Job:
Every entry must be repeated exactly. Exclude all pictures.

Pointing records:
-- start --

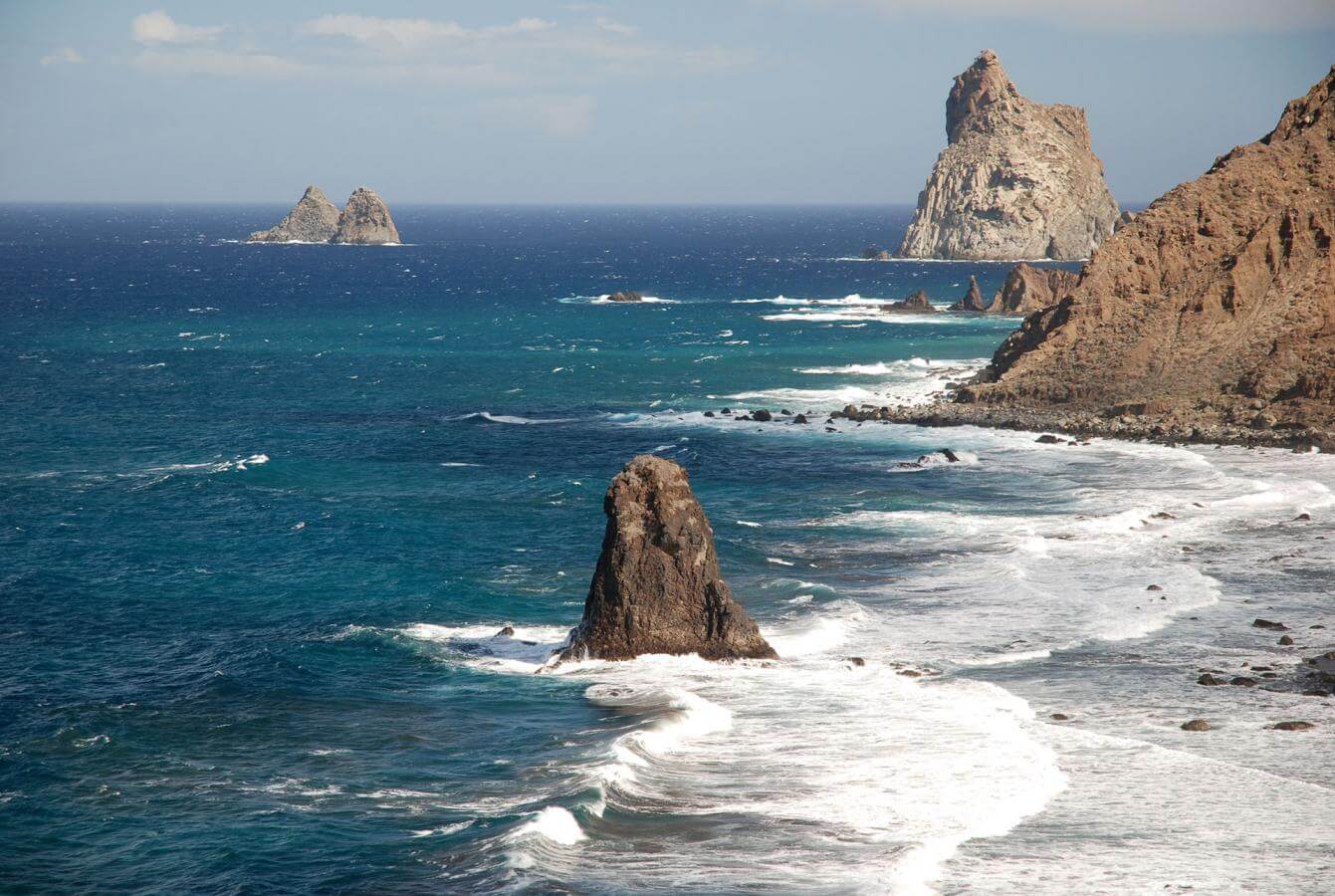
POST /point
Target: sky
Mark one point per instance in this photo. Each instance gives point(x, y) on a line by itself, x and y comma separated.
point(694, 102)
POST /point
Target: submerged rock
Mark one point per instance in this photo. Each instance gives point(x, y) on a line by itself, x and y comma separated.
point(1017, 179)
point(972, 300)
point(1029, 289)
point(314, 219)
point(657, 586)
point(364, 220)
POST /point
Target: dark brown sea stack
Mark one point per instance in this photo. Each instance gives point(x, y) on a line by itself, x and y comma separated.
point(1017, 179)
point(657, 587)
point(366, 220)
point(972, 300)
point(1029, 289)
point(916, 304)
point(1217, 305)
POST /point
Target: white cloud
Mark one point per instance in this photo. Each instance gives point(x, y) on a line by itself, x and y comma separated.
point(558, 115)
point(1124, 15)
point(614, 27)
point(388, 34)
point(159, 28)
point(63, 57)
point(218, 65)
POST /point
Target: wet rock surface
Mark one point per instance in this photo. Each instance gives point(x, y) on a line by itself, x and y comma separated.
point(657, 586)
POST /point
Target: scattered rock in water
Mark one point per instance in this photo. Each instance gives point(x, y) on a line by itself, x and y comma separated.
point(657, 586)
point(916, 304)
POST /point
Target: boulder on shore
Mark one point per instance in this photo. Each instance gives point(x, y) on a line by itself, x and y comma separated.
point(657, 586)
point(314, 219)
point(364, 220)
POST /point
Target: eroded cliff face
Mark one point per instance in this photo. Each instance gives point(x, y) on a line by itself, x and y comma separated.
point(313, 220)
point(1030, 289)
point(366, 220)
point(1017, 180)
point(657, 586)
point(1215, 306)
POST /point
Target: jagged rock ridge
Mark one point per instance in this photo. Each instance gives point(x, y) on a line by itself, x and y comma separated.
point(366, 220)
point(1017, 179)
point(1029, 289)
point(1214, 308)
point(916, 304)
point(657, 586)
point(313, 220)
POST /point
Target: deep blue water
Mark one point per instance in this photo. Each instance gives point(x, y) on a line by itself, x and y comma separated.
point(257, 500)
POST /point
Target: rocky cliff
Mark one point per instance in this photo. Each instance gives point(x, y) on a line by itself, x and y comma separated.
point(313, 220)
point(1029, 289)
point(1017, 179)
point(657, 586)
point(1209, 316)
point(366, 220)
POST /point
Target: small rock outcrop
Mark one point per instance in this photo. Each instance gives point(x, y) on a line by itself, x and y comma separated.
point(972, 300)
point(1017, 179)
point(916, 304)
point(657, 586)
point(314, 219)
point(364, 220)
point(1030, 289)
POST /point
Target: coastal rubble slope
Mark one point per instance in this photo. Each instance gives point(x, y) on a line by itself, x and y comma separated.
point(657, 586)
point(1214, 308)
point(1017, 179)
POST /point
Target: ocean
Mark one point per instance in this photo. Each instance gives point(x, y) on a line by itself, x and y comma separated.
point(263, 511)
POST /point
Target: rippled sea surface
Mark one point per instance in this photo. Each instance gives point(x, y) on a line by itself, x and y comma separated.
point(263, 511)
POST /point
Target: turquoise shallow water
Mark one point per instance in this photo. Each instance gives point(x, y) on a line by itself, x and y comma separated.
point(265, 505)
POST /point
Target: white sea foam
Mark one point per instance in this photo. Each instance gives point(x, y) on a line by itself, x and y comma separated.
point(556, 824)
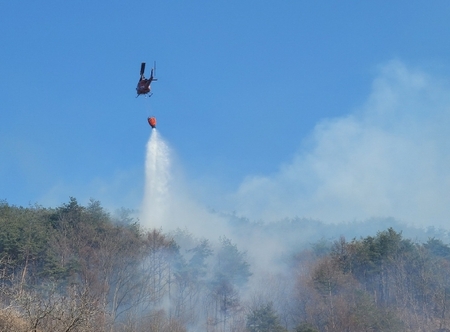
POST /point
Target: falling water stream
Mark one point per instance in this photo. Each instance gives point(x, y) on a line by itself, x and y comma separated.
point(156, 202)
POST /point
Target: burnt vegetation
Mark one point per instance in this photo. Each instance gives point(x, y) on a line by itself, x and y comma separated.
point(77, 268)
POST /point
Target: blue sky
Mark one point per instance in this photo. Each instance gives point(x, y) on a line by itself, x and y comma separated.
point(247, 92)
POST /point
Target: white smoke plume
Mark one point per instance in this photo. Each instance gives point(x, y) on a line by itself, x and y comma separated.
point(157, 173)
point(168, 203)
point(390, 158)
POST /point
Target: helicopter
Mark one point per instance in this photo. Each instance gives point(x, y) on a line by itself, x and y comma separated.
point(143, 87)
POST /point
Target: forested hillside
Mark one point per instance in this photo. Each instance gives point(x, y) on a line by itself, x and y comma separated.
point(79, 268)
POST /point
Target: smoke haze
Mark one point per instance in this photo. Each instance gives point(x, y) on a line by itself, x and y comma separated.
point(390, 158)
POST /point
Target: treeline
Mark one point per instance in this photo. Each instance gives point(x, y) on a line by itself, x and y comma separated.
point(77, 268)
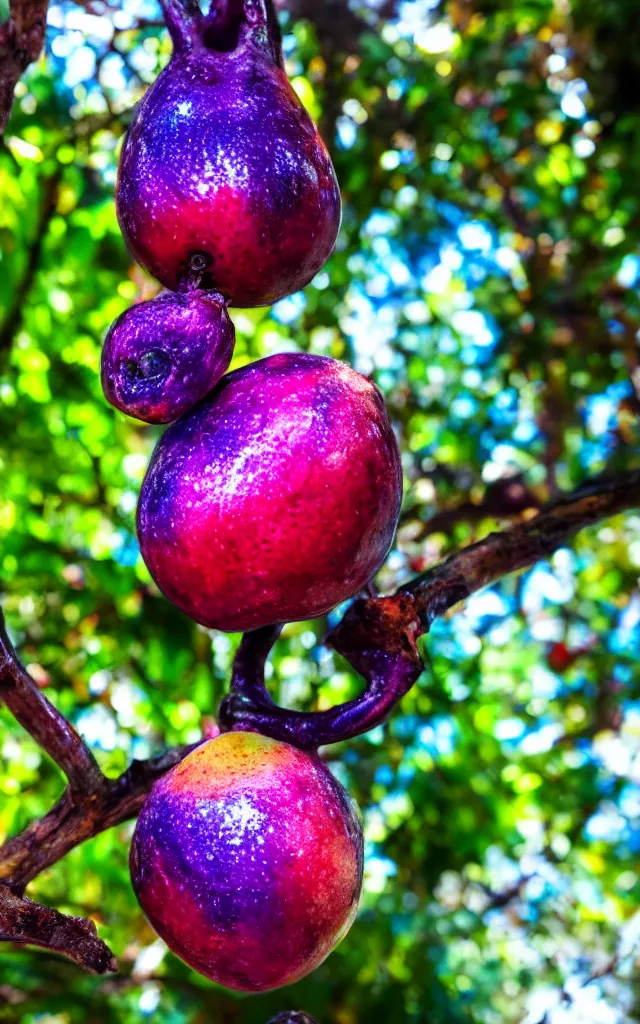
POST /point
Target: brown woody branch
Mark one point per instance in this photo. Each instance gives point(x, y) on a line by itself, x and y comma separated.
point(90, 804)
point(407, 614)
point(22, 39)
point(25, 922)
point(372, 628)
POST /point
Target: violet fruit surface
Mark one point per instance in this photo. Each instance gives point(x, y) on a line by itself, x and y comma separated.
point(247, 859)
point(162, 356)
point(222, 160)
point(275, 498)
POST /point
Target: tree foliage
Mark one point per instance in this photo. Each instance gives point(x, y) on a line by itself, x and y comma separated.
point(486, 278)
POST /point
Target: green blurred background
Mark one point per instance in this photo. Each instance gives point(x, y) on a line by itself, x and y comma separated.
point(486, 278)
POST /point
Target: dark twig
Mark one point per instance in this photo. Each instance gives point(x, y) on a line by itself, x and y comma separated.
point(25, 922)
point(13, 318)
point(182, 18)
point(48, 727)
point(68, 823)
point(378, 635)
point(22, 39)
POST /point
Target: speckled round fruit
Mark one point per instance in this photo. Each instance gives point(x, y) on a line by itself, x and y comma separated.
point(247, 859)
point(222, 160)
point(162, 356)
point(275, 498)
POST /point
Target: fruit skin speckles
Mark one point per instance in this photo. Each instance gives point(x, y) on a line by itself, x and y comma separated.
point(222, 159)
point(247, 859)
point(275, 499)
point(162, 356)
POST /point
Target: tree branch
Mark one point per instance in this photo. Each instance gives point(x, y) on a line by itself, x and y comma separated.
point(378, 635)
point(48, 727)
point(22, 39)
point(68, 824)
point(26, 922)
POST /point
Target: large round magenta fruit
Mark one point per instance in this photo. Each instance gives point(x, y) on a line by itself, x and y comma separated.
point(247, 859)
point(162, 356)
point(222, 160)
point(275, 498)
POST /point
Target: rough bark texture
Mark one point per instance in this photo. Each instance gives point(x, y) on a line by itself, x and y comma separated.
point(378, 636)
point(25, 922)
point(22, 39)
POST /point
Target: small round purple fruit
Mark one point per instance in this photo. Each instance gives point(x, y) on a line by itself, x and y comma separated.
point(247, 859)
point(275, 499)
point(162, 356)
point(222, 161)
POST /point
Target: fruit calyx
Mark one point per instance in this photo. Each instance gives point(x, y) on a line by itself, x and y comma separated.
point(227, 29)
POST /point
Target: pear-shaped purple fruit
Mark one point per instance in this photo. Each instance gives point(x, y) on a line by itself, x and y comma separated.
point(162, 356)
point(222, 162)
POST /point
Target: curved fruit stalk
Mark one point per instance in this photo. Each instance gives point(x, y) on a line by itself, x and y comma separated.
point(275, 499)
point(162, 356)
point(222, 161)
point(247, 859)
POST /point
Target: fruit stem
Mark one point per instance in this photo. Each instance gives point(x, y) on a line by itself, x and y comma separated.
point(229, 24)
point(388, 674)
point(182, 18)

-- end --

Exercise answer:
POST /point
Target: sky
Mark one point per instance in this photo. Each instance gives point(x, y) on a line by itself, x and y comma separated.
point(694, 102)
POST /point
Target: submerged rock
Mark one point per instance in this photo. Each instance gives point(x, y) on a line by itself, x and y comma separated.
point(1017, 179)
point(972, 300)
point(1029, 289)
point(314, 219)
point(657, 586)
point(364, 220)
POST /point
Target: dark brown sea stack
Mark one point per instance in this photo. Each instance gives point(x, y) on a line by itself, x and y comma separated.
point(1017, 179)
point(657, 587)
point(366, 220)
point(972, 300)
point(1029, 289)
point(916, 304)
point(1217, 305)
POST /point
Target: white cloud
Mark one point per instance in this photo. Each instance gives point(x, y) on a line by itself, x and y comma separated.
point(558, 115)
point(1124, 15)
point(614, 27)
point(388, 34)
point(159, 28)
point(63, 57)
point(218, 65)
POST /point
Target: wet rock surface
Mark one point per instance in this photo. Each instance gives point(x, y) on a line by itself, x and y comma separated.
point(657, 586)
POST /point
Target: scattered rock in water
Mark one point per instance in this photo. Each instance gives point(x, y) on a line by itself, x and y comma separated.
point(657, 586)
point(916, 304)
POST /point
Target: boulder on shore
Mark one point per instance in this photo. Each instance gives point(x, y) on a line by itself, x and y comma separated.
point(657, 586)
point(314, 219)
point(364, 220)
POST /point
Target: eroded cliff face
Mark one point per instance in this photo. Each instance gives point(x, y) on a line by itself, x and y comma separated.
point(313, 220)
point(1030, 289)
point(366, 220)
point(1017, 180)
point(657, 586)
point(1215, 306)
POST /point
Target: jagged rock ridge
Mark one point per instance in this photo. Each instance gives point(x, y) on a line by itself, x and y comma separated.
point(366, 220)
point(1017, 179)
point(1029, 289)
point(1214, 308)
point(916, 304)
point(657, 586)
point(313, 220)
POST /point
Target: deep blue water
Mark one point per instance in this photo. Each instance gives point(x, y) on a line by itself, x and y comma separated.
point(257, 500)
POST /point
Target: rocky cliff
Mark one point per instance in this photo. Each instance gives point(x, y) on a line by itself, x and y comma separated.
point(313, 220)
point(1029, 289)
point(1017, 179)
point(657, 586)
point(1209, 316)
point(366, 220)
POST /point
Target: small rock outcrop
Mark one point per instance in this photo. Each instance gives point(x, y) on a line by itself, x and y comma separated.
point(972, 300)
point(1017, 179)
point(916, 304)
point(657, 586)
point(314, 219)
point(364, 220)
point(1030, 289)
POST /point
Target: coastal rubble slope
Mark one point per instance in this photo. Each instance gives point(x, y) on a line by itself, x and y comma separated.
point(657, 586)
point(1214, 308)
point(1017, 179)
POST /point
Target: ocean
Mark one point per instance in this photo. Each instance gives point(x, y) on a line by itself, x and y comma separated.
point(263, 511)
POST /point
Target: rippled sea surface
Mark one point per instance in this photo. Each instance gives point(x, y) on a line by itself, x and y comma separated.
point(263, 511)
POST /point
Target: turquoise shallow water
Mark one point per instance in this photo. Each instance gives point(x, y) on a line by itself, x and y comma separated.
point(265, 505)
POST /point
Target: white sea foam
Mark one point per instance in this photo. Each instance gives point(x, y) on a line by itself, x and y comma separated.
point(556, 824)
POST /point
Target: falling water stream
Mark one point per instance in this photo. Each instance gives point(x, y) on a line by itself, x and y comma separated.
point(156, 202)
POST /point
Target: burnt vegetation
Mark one point per instance in this photo. Each instance gives point(x, y) on a line by itself, x and y comma separated.
point(77, 268)
POST /point
Target: blue sky
Mark one point per instance in this photo. Each instance gives point(x, y) on a line by itself, x and y comma separated.
point(247, 92)
POST /point
Target: white smoke plume
Mark one point per instance in this photo. Each instance gives point(x, y) on a line by itself, x and y comma separated.
point(157, 173)
point(168, 203)
point(390, 158)
POST /point
Target: helicopter
Mark one point per instance in this photo. Each instance gives point(x, y) on a line by itself, x and y comma separated.
point(143, 87)
POST /point
Target: forested hillside
Mark one point per instance in this photo. Each instance gives point(x, y) on a line by itself, x and y comma separated.
point(79, 268)
POST /point
Target: smoke haze
Mark one point per instance in this photo. Each instance gives point(x, y) on a line by itself, x and y comma separated.
point(390, 158)
POST /point
Target: treeline
Mark one point per instance in this photo. Each instance gives point(x, y) on a line by itself, x and y comma separated.
point(77, 268)
POST /point
Target: brown woody branch
Mark one point per instance in this photo. Each instance gives point(x, y) on a line by itself, x and y comma separated.
point(90, 804)
point(407, 614)
point(22, 39)
point(25, 922)
point(372, 628)
POST /point
Target: violet fruit surface
Mark one point per instance in this photo. Each instance gives point(x, y) on a line by itself, x and y comma separated.
point(247, 859)
point(162, 356)
point(222, 160)
point(275, 498)
POST /point
Target: tree foliage
Mark one point per instance in this photo. Each instance gives point(x, y) on a line by itself, x and y comma separated.
point(486, 278)
POST /point
Target: green blurred background
Mark one point per instance in this photo. Each instance gives point(x, y) on a line by itself, x and y comma separated.
point(486, 278)
POST /point
Target: dark twig
Mark one point per instance in this photo. Each instance gives point(x, y) on a line by itself, x and y comma separated.
point(25, 922)
point(13, 318)
point(182, 18)
point(48, 727)
point(68, 823)
point(378, 635)
point(22, 39)
POST /point
Target: speckled round fruit
Mark one point per instance in this photo. Each instance gives point(x, y) on a line by itself, x and y comma separated.
point(247, 859)
point(222, 160)
point(162, 356)
point(275, 498)
POST /point
Target: fruit skin speckles
Mark one point per instance in this photo. Each instance gives point(x, y) on a line by itself, x and y comma separated.
point(222, 159)
point(247, 859)
point(275, 499)
point(162, 356)
POST /point
Target: tree branch
Mark one point per instance in this photo. Each instance gives point(x, y) on a line by itself, x and y comma separated.
point(378, 635)
point(48, 727)
point(22, 39)
point(68, 824)
point(26, 922)
POST /point
Target: large round magenta fruit
Mark one point per instance in this photo. Each instance gives point(x, y) on a line by itself, x and y comma separated.
point(247, 859)
point(162, 356)
point(222, 160)
point(275, 498)
POST /point
Target: rough bark texture
Mark one point per instance in this photo. Each instance gives point(x, y) on a line by itself, x and y comma separated.
point(378, 636)
point(25, 922)
point(22, 39)
POST /point
Target: small round purple fruit
Mark one point per instance in this photo. Each instance gives point(x, y) on a line by itself, x and y comma separated.
point(247, 859)
point(275, 499)
point(162, 356)
point(222, 161)
POST /point
Target: fruit calyx
Mark one point per instance in this photo. Each instance gives point(x, y) on a line by itself, x and y comma separated.
point(227, 29)
POST /point
Target: pear-shaped purple fruit
Mark one point per instance in this photo. Each instance gives point(x, y) on a line by itself, x and y comma separated.
point(162, 356)
point(222, 162)
POST /point
Target: curved fruit stalk
Mark one point per instance in this photo. Each instance gives point(x, y) on a line by itself, x and y comma separated.
point(275, 499)
point(162, 356)
point(222, 161)
point(247, 859)
POST /point
Target: fruit stem
Mark one point per instance in this photo. Each instance gives point(x, y) on a line by itself, x and y comma separated.
point(229, 24)
point(388, 674)
point(182, 18)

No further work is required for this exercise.